# Requirement:
Each line of the data below must be reproduced without any change.

# Exercise data:
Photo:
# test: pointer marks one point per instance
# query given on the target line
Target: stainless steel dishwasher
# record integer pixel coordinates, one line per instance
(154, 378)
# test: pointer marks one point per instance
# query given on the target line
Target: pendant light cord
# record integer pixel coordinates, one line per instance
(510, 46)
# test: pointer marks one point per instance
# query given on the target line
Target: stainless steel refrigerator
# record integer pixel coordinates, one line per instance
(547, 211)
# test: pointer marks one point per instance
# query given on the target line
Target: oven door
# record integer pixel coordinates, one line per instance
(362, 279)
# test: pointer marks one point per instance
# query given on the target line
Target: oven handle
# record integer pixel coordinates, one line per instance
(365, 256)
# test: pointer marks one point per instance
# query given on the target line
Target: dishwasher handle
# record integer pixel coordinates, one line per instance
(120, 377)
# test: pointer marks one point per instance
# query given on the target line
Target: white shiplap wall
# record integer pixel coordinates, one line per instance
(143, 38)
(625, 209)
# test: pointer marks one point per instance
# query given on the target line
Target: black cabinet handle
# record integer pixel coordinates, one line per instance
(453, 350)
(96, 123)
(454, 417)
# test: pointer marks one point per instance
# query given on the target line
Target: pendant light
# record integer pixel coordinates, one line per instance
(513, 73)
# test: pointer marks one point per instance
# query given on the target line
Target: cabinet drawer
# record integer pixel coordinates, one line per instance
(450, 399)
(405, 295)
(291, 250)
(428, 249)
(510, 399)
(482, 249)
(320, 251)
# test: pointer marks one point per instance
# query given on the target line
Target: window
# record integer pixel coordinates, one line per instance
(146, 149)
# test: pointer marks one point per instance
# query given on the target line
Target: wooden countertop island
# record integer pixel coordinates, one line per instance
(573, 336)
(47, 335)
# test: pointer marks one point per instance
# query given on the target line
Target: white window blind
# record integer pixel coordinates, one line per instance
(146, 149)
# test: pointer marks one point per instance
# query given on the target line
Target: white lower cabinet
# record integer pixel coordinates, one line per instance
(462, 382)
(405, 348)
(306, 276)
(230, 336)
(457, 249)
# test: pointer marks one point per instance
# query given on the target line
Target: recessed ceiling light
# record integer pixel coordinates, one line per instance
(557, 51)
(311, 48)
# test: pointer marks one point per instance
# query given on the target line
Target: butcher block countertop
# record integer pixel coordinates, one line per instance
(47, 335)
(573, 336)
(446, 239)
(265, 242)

# Solution to the exercise:
Photo:
# test: pointer marks one point per instance
# query given on the target line
Target: stainless steel dishwasher
# record integer pixel coordinates, one line per instance
(154, 378)
# test: pointer marks one point per instance
# query given on the target line
Target: pendant light cord
# record integer pixel coordinates, one line per instance
(510, 46)
# test: pointer marks one point per instance
# query given on the target line
Target: stainless steel refrigerator
# record integer pixel coordinates, one line per instance
(547, 211)
# test: pointer marks one point per instance
# query given on the target line
Target: oven door
# record integer pixel coordinates, one line per instance
(362, 279)
# test: pointer marks one point per instance
# query given on the target line
Target: oven handle
# record integer pixel coordinates, one line per instance
(365, 256)
# test: pointer marks one point per instance
# query given on the target line
Target: dishwasher handle
# record integer pixel coordinates, one line per instance
(120, 377)
# test: pointer marks one point per instance
# query given on the target line
Target: white shiplap wall
# record integer pixel coordinates, one line per instance
(143, 38)
(625, 209)
# test: pointer marks one point per instance
# query given on the target line
Target: black cabinet handle
# record integer pixel coordinates, one line per instance
(453, 350)
(96, 123)
(454, 417)
# test: pointer marks one point per instance
# query given on the target line
Target: pendant light
# record integer pixel coordinates, one line per instance
(513, 73)
# test: pointer marks one point per instance
# query given on the target line
Target: cabinet drawer
# record integer pixel coordinates, one line per instance
(450, 399)
(405, 295)
(291, 250)
(428, 249)
(510, 399)
(482, 249)
(320, 251)
# test: pointer marks one point per instance
# query given on the target line
Target: window
# record integer pixel coordinates, one line per instance
(146, 149)
# test: pointer marks one point per instance
# query given on the target line
Target: wooden countertop island
# record integer pixel coordinates, one line per instance
(573, 336)
(47, 335)
# test: pointer marks one point per instance
# query given on the target line
Target: white window blind
# record integer pixel coordinates, one line per instance
(146, 149)
# test: pointer marks one point per instance
# query given on the target line
Target: white lower cabinet
# record integer pixel coordinates, one line per instance
(462, 382)
(405, 348)
(306, 276)
(230, 336)
(457, 249)
# test: pointer marks one point per instance
# query given on the target line
Target: recessed ceiling light
# record integer pixel coordinates, one line per instance
(557, 51)
(311, 48)
# test: pointer marks one point per instance
# query given on the target line
Target: butcher block countertop
# record integer pixel coordinates, one line per instance
(47, 335)
(573, 336)
(446, 239)
(265, 242)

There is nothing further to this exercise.